Report all lines from the entries below in which "distant" appears.

DATA FOR THE TASK: Begin

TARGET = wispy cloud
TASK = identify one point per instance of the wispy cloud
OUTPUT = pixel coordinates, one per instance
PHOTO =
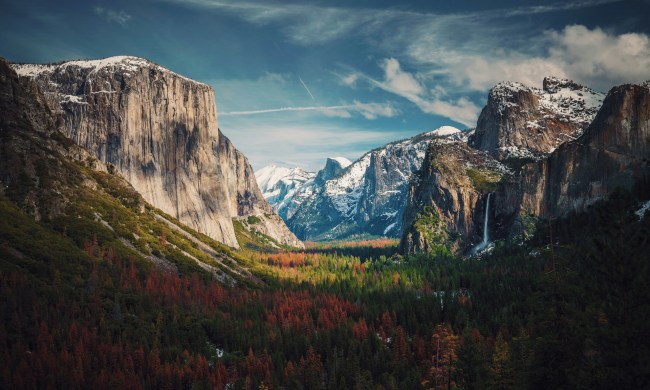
(119, 17)
(306, 89)
(462, 53)
(305, 145)
(405, 84)
(311, 24)
(367, 110)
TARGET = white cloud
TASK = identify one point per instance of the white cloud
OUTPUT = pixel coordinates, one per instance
(119, 17)
(302, 145)
(599, 58)
(367, 110)
(350, 80)
(400, 82)
(405, 84)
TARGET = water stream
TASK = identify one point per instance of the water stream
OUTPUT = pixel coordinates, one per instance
(486, 234)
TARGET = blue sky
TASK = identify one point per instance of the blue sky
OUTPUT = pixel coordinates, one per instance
(296, 82)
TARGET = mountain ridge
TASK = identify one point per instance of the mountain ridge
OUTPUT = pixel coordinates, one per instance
(160, 131)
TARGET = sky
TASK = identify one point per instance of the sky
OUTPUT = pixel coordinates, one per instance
(298, 81)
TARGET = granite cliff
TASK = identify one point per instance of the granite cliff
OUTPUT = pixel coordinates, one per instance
(539, 153)
(158, 130)
(366, 198)
(613, 152)
(529, 123)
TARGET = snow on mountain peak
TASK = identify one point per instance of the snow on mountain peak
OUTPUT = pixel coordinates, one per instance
(123, 63)
(444, 131)
(344, 162)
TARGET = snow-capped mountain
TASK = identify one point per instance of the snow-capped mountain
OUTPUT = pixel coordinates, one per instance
(159, 130)
(367, 197)
(279, 185)
(526, 122)
(287, 188)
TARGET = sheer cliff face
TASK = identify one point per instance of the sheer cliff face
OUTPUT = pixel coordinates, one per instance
(366, 198)
(613, 152)
(159, 130)
(524, 122)
(447, 198)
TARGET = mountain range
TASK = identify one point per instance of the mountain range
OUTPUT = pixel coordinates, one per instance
(359, 199)
(541, 152)
(159, 131)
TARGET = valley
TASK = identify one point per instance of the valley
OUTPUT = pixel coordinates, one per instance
(138, 249)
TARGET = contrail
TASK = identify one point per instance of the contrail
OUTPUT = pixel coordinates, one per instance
(312, 108)
(305, 85)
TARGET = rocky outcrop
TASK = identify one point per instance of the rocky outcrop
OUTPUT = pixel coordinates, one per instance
(447, 199)
(333, 167)
(613, 152)
(366, 198)
(159, 131)
(447, 196)
(35, 157)
(528, 123)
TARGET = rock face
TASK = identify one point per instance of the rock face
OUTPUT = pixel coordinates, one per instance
(34, 154)
(613, 152)
(446, 204)
(366, 198)
(159, 131)
(286, 189)
(447, 198)
(529, 123)
(282, 187)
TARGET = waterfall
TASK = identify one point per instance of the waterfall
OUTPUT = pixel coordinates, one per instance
(486, 236)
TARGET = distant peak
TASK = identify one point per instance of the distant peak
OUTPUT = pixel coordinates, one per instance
(443, 131)
(553, 84)
(342, 161)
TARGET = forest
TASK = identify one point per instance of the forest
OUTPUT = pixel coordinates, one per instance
(565, 307)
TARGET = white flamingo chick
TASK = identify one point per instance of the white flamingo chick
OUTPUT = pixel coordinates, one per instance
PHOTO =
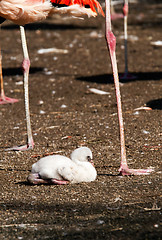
(57, 169)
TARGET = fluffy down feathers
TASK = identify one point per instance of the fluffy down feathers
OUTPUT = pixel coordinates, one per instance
(77, 169)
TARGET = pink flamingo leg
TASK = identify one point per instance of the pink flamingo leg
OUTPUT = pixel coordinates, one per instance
(111, 42)
(115, 15)
(126, 75)
(26, 66)
(3, 98)
(35, 179)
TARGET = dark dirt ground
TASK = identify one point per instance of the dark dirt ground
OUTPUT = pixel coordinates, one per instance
(112, 207)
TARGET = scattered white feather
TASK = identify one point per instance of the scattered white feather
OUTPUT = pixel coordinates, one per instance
(97, 91)
(52, 50)
(19, 83)
(63, 106)
(143, 108)
(42, 112)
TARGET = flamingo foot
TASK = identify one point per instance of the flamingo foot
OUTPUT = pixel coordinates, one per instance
(6, 100)
(34, 178)
(125, 171)
(115, 16)
(127, 76)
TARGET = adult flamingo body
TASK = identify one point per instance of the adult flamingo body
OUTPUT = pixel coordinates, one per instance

DATA FOR THE TASK: End

= ANSWER TO THIS TASK =
TARGET = distant peak
TASK = identify one point per instance of the distant peak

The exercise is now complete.